▶ EXTRAIT À LIRE:
Jude éprouve pour Sue une « extraordinaire tendresse » (J 109). Phillotson évoque lui “an extraordinary affinity, or sympathy” (J 276) et finit par capituler face à cette affection hors du commun :

‘“She is one of the oddest creatures I ever met. However, I have been struck with [...] the extraordinary sympathy, or similarity, between the pair. He is her cousin, which perhaps accounts for some of it. They seem to be one person split in two!” (J 274)’

Plus qu’une attirance physique entre deux personnes – ce que Phillotson appelle “an ignoble, merely animal, feeling” – le lien qui les unit touche à leurs émotions et leurs rêves – “emotions, and fancies, and dreams” (J 276). Aussi le maître d’école est-il conscient qu’il ne peut rivaliser face à un amour qui dépasse l’entendement : “their affection will be enduring.” (J 276) 

Jude et Sue sont les deux facettes d’une même personne 536 et, bien que le titre du roman se limite au prénom de Jude, nombre de lecteurs ont été tentés de placer Sue au centre du roman.

▶ CONSIGNES:
**1)** D'après l'extrait, quel sentiment Jude éprouve-t-il pour Sue ?
**2)** Repérez toutes les lignes des enregistrements qui contiennent la chaîne « white », en tenant compte de la casse.
L'extrait et les enregistrements proviennent de sources distinctes.

Enregistrements du jeu de données de pointage
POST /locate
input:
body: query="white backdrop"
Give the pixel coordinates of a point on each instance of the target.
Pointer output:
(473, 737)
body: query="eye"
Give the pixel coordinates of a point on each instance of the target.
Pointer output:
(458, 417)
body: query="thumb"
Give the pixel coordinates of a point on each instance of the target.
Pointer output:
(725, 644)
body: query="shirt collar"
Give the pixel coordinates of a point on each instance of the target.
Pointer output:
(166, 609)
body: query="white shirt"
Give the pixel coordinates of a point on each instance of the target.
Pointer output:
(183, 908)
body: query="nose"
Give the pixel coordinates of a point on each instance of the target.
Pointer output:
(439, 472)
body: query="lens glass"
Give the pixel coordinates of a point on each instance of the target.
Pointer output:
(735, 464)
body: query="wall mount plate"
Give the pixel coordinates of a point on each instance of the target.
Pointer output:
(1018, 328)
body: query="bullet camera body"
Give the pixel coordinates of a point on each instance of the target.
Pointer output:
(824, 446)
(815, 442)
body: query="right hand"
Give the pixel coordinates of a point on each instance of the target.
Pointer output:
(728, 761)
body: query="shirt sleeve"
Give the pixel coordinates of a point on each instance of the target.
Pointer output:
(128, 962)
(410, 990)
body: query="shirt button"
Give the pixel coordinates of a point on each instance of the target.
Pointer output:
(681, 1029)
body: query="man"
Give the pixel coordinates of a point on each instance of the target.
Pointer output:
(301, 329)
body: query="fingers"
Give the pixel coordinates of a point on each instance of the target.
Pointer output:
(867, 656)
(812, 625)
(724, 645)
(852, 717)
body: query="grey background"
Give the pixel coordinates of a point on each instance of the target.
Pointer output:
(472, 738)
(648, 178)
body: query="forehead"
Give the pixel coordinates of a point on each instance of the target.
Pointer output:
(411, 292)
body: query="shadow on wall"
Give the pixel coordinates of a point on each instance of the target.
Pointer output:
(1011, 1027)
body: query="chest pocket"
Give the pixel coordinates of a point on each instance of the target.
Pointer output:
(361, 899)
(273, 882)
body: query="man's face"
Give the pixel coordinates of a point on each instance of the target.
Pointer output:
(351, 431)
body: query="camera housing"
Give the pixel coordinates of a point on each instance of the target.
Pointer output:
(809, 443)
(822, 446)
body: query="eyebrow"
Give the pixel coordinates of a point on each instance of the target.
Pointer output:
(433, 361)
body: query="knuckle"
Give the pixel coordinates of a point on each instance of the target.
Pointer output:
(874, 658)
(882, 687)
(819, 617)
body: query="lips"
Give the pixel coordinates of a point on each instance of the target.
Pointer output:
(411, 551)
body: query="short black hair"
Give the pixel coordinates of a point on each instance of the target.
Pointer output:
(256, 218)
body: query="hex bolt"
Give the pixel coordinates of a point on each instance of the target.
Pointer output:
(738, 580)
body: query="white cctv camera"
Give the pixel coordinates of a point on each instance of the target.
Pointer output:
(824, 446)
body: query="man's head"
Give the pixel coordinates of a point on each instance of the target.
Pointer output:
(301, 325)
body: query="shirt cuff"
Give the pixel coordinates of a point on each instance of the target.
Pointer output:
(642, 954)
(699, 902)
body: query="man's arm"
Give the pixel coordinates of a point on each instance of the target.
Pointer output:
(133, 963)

▶ CORRIGÉS:
**1)** Une « extraordinaire tendresse ».

**2)**
body: query="white backdrop"
body: query="white shirt"
body: query="white cctv camera"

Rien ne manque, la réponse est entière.